▸ WHAT IS NEEDED: Output the data below exactly, down to the last character.

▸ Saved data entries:
☆ ☆ ☆ ☆ ☆

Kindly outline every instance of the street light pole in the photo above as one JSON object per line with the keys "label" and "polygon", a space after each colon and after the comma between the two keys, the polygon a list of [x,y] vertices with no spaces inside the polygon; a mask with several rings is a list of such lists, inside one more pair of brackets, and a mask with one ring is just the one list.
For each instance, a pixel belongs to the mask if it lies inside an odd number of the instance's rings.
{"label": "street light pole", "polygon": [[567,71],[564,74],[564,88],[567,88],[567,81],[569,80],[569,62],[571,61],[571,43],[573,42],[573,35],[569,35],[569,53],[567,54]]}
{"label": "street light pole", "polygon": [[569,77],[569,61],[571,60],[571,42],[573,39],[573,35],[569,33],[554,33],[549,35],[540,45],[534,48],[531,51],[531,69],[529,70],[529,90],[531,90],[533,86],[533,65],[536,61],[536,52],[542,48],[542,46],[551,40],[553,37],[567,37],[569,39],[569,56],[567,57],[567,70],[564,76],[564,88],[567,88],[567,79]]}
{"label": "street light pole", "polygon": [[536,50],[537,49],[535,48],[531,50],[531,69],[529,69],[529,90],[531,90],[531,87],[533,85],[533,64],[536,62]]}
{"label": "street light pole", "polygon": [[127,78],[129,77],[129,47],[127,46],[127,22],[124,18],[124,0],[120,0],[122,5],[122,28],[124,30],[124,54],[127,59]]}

☆ ☆ ☆ ☆ ☆

▸ ANSWER TO THIS PROBLEM:
Kindly outline every instance of the street light pole in the photo above as one JSON object per line with the keys "label" and "polygon", a space after each colon and after the comma between the two keys, the polygon a list of [x,y] vertices with no spaces inside the polygon; a mask with several rings is a list of such lists, inside one more pair of brackets, and a mask with one ring is just the one list.
For each instance, a pixel belongs to the mask if it lies inside an odd number of the instance's rings.
{"label": "street light pole", "polygon": [[567,71],[564,74],[564,88],[567,88],[567,81],[569,80],[569,62],[571,61],[571,43],[573,42],[573,35],[569,35],[569,53],[567,54]]}
{"label": "street light pole", "polygon": [[569,77],[569,61],[571,60],[571,42],[573,39],[573,35],[569,33],[554,33],[549,35],[540,45],[534,48],[531,51],[531,69],[529,70],[529,90],[531,90],[533,86],[533,65],[536,61],[536,52],[542,48],[542,46],[551,40],[553,37],[567,37],[569,39],[569,56],[567,57],[567,70],[564,76],[564,88],[567,88],[567,79]]}
{"label": "street light pole", "polygon": [[536,50],[537,49],[535,48],[531,50],[531,69],[529,69],[529,90],[531,90],[531,87],[533,85],[533,64],[536,62]]}
{"label": "street light pole", "polygon": [[127,78],[129,77],[129,47],[127,46],[127,22],[124,18],[124,0],[120,0],[122,5],[122,28],[124,30],[124,54],[127,59]]}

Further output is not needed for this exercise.